Given exercise >> Print each of the entries exactly, leaving nothing out.

□ □ □

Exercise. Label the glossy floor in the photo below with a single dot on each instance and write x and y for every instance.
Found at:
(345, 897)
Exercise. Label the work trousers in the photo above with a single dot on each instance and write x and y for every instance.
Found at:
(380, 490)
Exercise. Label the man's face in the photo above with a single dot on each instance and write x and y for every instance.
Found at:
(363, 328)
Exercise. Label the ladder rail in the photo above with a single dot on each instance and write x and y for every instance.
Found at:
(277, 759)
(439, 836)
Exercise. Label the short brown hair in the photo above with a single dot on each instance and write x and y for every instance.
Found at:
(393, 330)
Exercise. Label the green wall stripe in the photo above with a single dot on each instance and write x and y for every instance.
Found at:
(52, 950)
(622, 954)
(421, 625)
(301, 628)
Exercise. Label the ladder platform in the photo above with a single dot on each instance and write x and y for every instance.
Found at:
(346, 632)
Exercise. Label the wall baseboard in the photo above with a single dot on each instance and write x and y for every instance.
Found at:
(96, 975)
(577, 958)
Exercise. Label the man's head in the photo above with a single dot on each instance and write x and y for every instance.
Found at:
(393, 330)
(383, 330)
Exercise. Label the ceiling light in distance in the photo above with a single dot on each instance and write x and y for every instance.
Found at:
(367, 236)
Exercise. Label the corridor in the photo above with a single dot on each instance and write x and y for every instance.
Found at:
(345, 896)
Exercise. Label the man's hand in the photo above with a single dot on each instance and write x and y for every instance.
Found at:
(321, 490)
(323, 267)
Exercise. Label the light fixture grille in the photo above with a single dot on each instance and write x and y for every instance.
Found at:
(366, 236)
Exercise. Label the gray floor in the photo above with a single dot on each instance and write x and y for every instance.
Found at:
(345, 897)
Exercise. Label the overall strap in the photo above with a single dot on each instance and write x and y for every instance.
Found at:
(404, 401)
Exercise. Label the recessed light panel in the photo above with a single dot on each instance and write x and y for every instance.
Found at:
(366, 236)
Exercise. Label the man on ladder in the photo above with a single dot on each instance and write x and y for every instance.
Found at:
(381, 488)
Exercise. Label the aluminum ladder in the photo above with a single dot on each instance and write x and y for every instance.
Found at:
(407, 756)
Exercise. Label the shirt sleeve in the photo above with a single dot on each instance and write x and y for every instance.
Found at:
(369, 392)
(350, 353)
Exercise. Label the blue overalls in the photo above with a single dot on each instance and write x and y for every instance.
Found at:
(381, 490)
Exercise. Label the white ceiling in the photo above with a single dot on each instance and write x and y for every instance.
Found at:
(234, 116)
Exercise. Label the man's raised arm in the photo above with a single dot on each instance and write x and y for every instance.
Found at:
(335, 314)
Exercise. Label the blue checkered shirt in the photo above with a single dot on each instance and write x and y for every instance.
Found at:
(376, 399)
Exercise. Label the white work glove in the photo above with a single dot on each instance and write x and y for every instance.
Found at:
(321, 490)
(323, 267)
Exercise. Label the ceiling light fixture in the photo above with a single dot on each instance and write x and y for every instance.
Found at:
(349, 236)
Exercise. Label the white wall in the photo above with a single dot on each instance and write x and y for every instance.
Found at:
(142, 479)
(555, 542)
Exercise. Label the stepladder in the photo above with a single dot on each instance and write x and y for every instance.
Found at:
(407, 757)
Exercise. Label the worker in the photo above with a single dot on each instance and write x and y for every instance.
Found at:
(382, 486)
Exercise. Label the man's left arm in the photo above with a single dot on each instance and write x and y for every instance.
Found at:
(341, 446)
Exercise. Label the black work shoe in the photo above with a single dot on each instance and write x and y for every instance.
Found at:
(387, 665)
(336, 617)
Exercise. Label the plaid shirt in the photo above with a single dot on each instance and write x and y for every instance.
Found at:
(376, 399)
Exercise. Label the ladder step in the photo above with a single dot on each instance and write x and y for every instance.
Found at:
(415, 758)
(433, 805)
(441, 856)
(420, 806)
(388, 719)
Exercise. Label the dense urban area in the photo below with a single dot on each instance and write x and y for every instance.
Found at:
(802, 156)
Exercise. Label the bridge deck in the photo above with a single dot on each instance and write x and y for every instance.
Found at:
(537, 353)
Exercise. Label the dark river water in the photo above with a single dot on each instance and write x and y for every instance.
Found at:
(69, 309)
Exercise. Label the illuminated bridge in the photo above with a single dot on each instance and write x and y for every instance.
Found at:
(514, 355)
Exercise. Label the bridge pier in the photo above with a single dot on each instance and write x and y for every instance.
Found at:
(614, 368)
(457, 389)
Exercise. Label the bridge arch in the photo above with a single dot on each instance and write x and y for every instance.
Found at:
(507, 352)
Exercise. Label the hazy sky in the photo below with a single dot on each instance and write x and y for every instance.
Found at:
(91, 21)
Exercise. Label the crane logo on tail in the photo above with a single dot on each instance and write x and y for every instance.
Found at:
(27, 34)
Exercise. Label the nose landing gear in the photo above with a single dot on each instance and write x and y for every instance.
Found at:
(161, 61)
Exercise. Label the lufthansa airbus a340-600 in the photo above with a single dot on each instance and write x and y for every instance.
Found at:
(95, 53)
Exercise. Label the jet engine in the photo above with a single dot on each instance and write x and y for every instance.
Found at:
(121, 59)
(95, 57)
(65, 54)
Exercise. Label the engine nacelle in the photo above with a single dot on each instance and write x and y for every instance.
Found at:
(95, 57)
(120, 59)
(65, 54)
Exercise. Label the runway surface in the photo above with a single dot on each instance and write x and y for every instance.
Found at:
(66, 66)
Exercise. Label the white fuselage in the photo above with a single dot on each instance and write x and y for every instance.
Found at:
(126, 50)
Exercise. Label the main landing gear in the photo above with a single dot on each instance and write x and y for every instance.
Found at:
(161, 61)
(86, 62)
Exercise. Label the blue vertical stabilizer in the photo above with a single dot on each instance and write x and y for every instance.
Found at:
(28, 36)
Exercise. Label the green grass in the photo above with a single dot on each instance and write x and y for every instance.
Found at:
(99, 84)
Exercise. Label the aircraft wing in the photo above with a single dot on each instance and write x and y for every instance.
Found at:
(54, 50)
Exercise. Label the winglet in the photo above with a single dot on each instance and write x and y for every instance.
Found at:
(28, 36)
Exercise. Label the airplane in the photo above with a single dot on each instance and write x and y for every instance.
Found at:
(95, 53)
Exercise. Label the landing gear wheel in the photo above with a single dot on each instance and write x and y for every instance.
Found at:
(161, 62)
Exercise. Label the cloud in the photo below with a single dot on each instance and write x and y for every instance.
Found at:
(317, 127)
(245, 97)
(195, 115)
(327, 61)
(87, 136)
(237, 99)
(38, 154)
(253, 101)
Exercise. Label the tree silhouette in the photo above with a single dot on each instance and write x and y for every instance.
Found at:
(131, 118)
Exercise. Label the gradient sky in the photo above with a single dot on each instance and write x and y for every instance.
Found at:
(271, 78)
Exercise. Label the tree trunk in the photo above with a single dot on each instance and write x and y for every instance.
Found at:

□ □ □

Worked answer >>
Exercise. Label the glossy floor in the photo below with a single dot on each instance and write x and y for every instance.
Found at:
(345, 897)
Exercise. Label the work trousers in the photo above with a single dot on each instance and write x and y for every instance.
Found at:
(380, 490)
Exercise. Label the man's face in the photo above with a single dot on each instance and write x and y for every instance.
Found at:
(363, 328)
Exercise. Label the ladder rail in the photo above with a single dot on each instance and write x and y for every instance.
Found at:
(277, 759)
(439, 836)
Exercise. Label the short brown hair in the photo above with a single dot on each instance and write x and y for every instance.
Found at:
(393, 330)
Exercise. Label the green wall stripe in the photo above with a single dot on each instance and write x and y for every instance.
Found at:
(52, 950)
(622, 954)
(421, 625)
(301, 628)
Exercise. Label the ladder platform in the photo above with a single dot on each instance and write x and y for every instance.
Found at:
(346, 632)
Exercise. Label the wall baseboard in the photo above with a single dot on each instance and write x and y for every instance.
Found at:
(96, 975)
(577, 958)
Exercise. Label the man's head in the photo above with a single dot on each instance and write x and y for every instance.
Found at:
(393, 330)
(383, 330)
Exercise. Label the ceiling light in distance in the photo above with a single dot on each instance and write x and y for every instance.
Found at:
(367, 236)
Exercise. Label the corridor in the photo above with a single dot on each instance and write x and y for every instance.
Found at:
(345, 896)
Exercise. Label the man's hand in the photo above with a single dot on each instance and write x and y for every instance.
Found at:
(321, 490)
(323, 267)
Exercise. Label the light fixture grille in the photo above with a single dot on each instance and write x and y for every instance.
Found at:
(366, 236)
Exercise. Label the gray floor in the photo above with a single dot on each instance and write x and y for every instance.
Found at:
(345, 897)
Exercise. Label the overall strap in the photo above with a single dot on each instance and write x and y for every instance.
Found at:
(404, 401)
Exercise. Label the recessed light panel in the photo above with a single dot on each instance and write x and y for every instance.
Found at:
(366, 236)
Exercise. Label the man on ladder in the photo above with a single dot on each instance and write x and y for every instance.
Found at:
(381, 488)
Exercise. Label the aluminum ladder in the photo above with a single dot on each instance and write x and y for every instance.
Found at:
(407, 756)
Exercise. Label the shirt sleeve in the photo above with a single dot on each instance and write x and y for every instance.
Found at:
(369, 392)
(350, 353)
Exercise. Label the blue overalls in the photo above with a single dot on each instance and write x and y for every instance.
Found at:
(381, 490)
Exercise. Label the white ceiling in the photo above with a single dot on each instance and write x and y for every instance.
Found at:
(234, 116)
Exercise. Label the man's raised arm in the photo above with a single dot on each instance and write x and y for every instance.
Found at:
(335, 314)
Exercise. Label the blue checkered shirt in the photo above with a single dot on each instance and write x and y for every instance.
Found at:
(376, 399)
Exercise. Label the white work glove in the photo above with a single dot on each instance and write x and y for every instance.
Found at:
(321, 490)
(323, 267)
Exercise. Label the ceiling light fixture in the photo above with a single dot on each instance and write x and y for every instance.
Found at:
(349, 236)
Exercise. Label the white wall in the photo above with a single dot on each instance and write x and y for every instance.
Found at:
(142, 479)
(555, 542)
Exercise. Label the stepladder in the photo above with a single dot on each instance and write x and y for every instance.
Found at:
(407, 757)
Exercise. Label the worker in the photo above with a single dot on each instance and write x and y for every instance.
Found at:
(382, 486)
Exercise. Label the man's left arm in the photo above with a single dot on each instance and write x and y for every instance.
Found at:
(341, 446)
Exercise. Label the black work shoe in the photo above with a single dot on each instance and write x and y for every instance.
Found at:
(387, 665)
(336, 617)
Exercise. Label the plaid shirt in the photo above with a single dot on each instance and write x and y for every instance.
Found at:
(376, 399)
Exercise. Label the ladder step in the photo above with a single dot on each instance and write x and y for every instance.
Found at:
(415, 758)
(433, 805)
(441, 856)
(420, 806)
(388, 719)
Exercise. Label the dense urban area in the photo below with a single dot on each instance and write x and y for every instance.
Found at:
(802, 156)
Exercise. Label the bridge deck in the photo above with a single dot on each instance and write x and y for every instance.
Found at:
(537, 353)
Exercise. Label the dark river water in the photo above with a single dot on each instance and write x and y for every instance.
Found at:
(69, 309)
Exercise. Label the illuminated bridge in the photo above with a single dot on each instance and write x and y for every instance.
Found at:
(514, 355)
Exercise. Label the bridge pier in the photo above with a single dot on each instance and write x and y for every instance.
Found at:
(614, 368)
(457, 389)
Exercise. Label the bridge arch in the photo above with a single dot on each instance and write x and y for every instance.
Found at:
(507, 352)
Exercise. Label the hazy sky in the photo below with a single dot on each instance and write x and y for every instance.
Found at:
(91, 21)
Exercise. Label the crane logo on tail in the photo above with a single dot on each instance and write x and y for every instance.
Found at:
(27, 34)
Exercise. Label the nose landing gear in the photo above with a single dot on each instance and write x and y for every instance.
Found at:
(161, 61)
Exercise. Label the lufthansa airbus a340-600 in the photo above with a single dot on each instance and write x and y for every instance.
Found at:
(95, 53)
Exercise. Label the jet engine in the photo above with a single dot on each instance and write x and y for every instance.
Found at:
(121, 59)
(95, 57)
(65, 54)
Exercise. Label the engine nacelle in the photo above with a single dot on each instance and write x and y for every instance.
Found at:
(95, 57)
(120, 59)
(65, 54)
Exercise. Label the runway surface in the photo above with a single dot on each instance and write x and y for every instance.
Found at:
(66, 66)
Exercise. Label the white fuselage in the photo above with a single dot on each instance and write x and y for every instance.
Found at:
(126, 50)
Exercise. Label the main landing gear in the photo above with a single dot on each instance and write x and y for every instance.
Found at:
(161, 61)
(86, 62)
Exercise. Label the blue vertical stabilizer in the photo above with a single dot on each instance and write x and y for every instance.
Found at:
(28, 36)
Exercise. Label the green grass in the photo above with a single dot on each instance and write x and y for every instance.
Found at:
(99, 84)
Exercise. Label the aircraft wing in the photo above with a single dot on each instance and write x and y for every instance.
Found at:
(54, 50)
Exercise. Label the winglet in the photo above with a single dot on each instance and write x and y for every instance.
Found at:
(28, 36)
Exercise. Label the airplane in the photo above with a single dot on each instance and write x and y for every instance.
Found at:
(95, 53)
Exercise. Label the landing gear wheel in the photo above with a single dot on each instance and write x and y for every instance.
Found at:
(161, 62)
Exercise. Label the cloud in the photo below with a single dot on each instance and write x and y for every instance.
Found at:
(317, 127)
(245, 97)
(195, 115)
(327, 61)
(87, 136)
(237, 99)
(38, 154)
(253, 101)
Exercise. Label the tree silhouette in the photo above with a single dot on each instance and write x and y for every instance.
Found at:
(131, 118)
Exercise. Label the gradient sky in the photo above with a single dot on each instance and write x and y for every instance.
Found at:
(271, 78)
Exercise. Label the tree trunk in the photo above with a single dot on each instance and write x and y for every instance.
Found at:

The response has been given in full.